→ **Exercise**:
Transcribe exactly the lines from the one holding "Trace the outline of every instance of the dandelion" to the end of the data below, including both of those lines and no others.

Segmentation annotation records
•••••

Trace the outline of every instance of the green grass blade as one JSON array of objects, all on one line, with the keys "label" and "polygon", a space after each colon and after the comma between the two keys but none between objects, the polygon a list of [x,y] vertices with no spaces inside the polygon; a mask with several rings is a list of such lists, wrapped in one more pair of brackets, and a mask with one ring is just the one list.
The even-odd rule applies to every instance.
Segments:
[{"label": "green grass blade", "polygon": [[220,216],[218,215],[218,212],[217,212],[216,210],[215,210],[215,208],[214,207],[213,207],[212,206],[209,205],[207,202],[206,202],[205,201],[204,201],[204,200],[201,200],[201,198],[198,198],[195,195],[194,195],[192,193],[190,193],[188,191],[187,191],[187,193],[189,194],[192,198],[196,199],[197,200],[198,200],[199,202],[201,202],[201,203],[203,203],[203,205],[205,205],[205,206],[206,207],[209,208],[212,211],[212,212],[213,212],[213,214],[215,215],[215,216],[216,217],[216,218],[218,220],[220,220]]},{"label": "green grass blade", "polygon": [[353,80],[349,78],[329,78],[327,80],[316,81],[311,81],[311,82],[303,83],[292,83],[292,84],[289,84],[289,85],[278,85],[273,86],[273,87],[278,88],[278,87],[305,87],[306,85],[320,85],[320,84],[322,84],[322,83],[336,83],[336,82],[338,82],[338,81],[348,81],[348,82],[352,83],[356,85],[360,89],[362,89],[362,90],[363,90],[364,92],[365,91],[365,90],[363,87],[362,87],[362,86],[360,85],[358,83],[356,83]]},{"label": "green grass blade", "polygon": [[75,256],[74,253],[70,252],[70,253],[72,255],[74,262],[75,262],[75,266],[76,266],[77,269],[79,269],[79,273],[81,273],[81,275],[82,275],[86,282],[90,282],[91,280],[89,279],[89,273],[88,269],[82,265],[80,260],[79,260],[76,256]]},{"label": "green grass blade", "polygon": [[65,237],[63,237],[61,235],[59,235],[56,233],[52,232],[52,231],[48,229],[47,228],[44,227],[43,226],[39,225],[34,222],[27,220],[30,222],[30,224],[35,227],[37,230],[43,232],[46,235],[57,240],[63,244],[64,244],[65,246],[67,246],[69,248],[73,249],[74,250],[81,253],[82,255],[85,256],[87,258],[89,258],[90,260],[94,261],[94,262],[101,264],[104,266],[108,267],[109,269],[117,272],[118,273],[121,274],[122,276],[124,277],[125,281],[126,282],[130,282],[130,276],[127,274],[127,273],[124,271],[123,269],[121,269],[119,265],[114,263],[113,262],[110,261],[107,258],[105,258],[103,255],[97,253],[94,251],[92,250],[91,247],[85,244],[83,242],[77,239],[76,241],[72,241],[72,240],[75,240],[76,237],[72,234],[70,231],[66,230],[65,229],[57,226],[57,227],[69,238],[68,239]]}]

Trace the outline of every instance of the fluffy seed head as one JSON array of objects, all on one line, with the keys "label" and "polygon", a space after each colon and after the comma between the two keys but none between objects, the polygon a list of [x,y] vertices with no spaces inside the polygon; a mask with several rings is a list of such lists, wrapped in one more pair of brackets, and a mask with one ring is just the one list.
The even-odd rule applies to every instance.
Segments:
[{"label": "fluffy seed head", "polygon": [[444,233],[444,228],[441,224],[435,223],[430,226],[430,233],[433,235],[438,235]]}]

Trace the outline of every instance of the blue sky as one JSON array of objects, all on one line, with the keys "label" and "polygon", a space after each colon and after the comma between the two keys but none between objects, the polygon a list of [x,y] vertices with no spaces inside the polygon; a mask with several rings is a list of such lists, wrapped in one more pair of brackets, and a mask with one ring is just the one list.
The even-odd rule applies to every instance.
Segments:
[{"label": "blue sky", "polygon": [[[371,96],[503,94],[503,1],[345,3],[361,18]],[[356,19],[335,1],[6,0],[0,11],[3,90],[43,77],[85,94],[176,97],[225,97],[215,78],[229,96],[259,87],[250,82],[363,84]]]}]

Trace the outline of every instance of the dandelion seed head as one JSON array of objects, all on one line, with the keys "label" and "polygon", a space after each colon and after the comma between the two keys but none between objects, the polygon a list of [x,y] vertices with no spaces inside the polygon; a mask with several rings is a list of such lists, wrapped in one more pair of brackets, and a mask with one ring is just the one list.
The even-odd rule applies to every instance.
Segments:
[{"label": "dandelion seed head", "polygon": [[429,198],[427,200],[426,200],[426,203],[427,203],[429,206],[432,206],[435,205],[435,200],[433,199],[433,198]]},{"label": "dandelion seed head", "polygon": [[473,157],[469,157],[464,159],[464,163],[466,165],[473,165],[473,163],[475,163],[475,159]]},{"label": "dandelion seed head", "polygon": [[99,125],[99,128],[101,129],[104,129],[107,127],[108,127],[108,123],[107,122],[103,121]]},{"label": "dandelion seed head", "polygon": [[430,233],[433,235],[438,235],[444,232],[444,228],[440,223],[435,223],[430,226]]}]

•••••

→ **Task solution**:
Trace the outline of every instance of the dandelion seed head as one JSON array of objects, all on one line, with the keys "label" and "polygon", a space after each colon and after the comma between the two keys but none between objects, the polygon a list of [x,y] vertices with no spaces inside the polygon; a mask with several rings is a list of such lists, wrapped in one more pair of brackets, and a mask with one ring is just the one list.
The even-odd rule applies to every instance.
Segments:
[{"label": "dandelion seed head", "polygon": [[429,198],[427,200],[426,200],[426,203],[427,203],[429,206],[432,206],[435,205],[435,200],[433,199],[433,198]]},{"label": "dandelion seed head", "polygon": [[473,157],[469,157],[464,159],[464,163],[466,165],[473,165],[473,163],[475,163],[475,159]]},{"label": "dandelion seed head", "polygon": [[99,125],[99,128],[101,129],[104,129],[107,127],[108,127],[108,123],[107,122],[103,121]]},{"label": "dandelion seed head", "polygon": [[430,233],[433,235],[438,235],[444,232],[444,228],[440,223],[435,223],[430,226]]}]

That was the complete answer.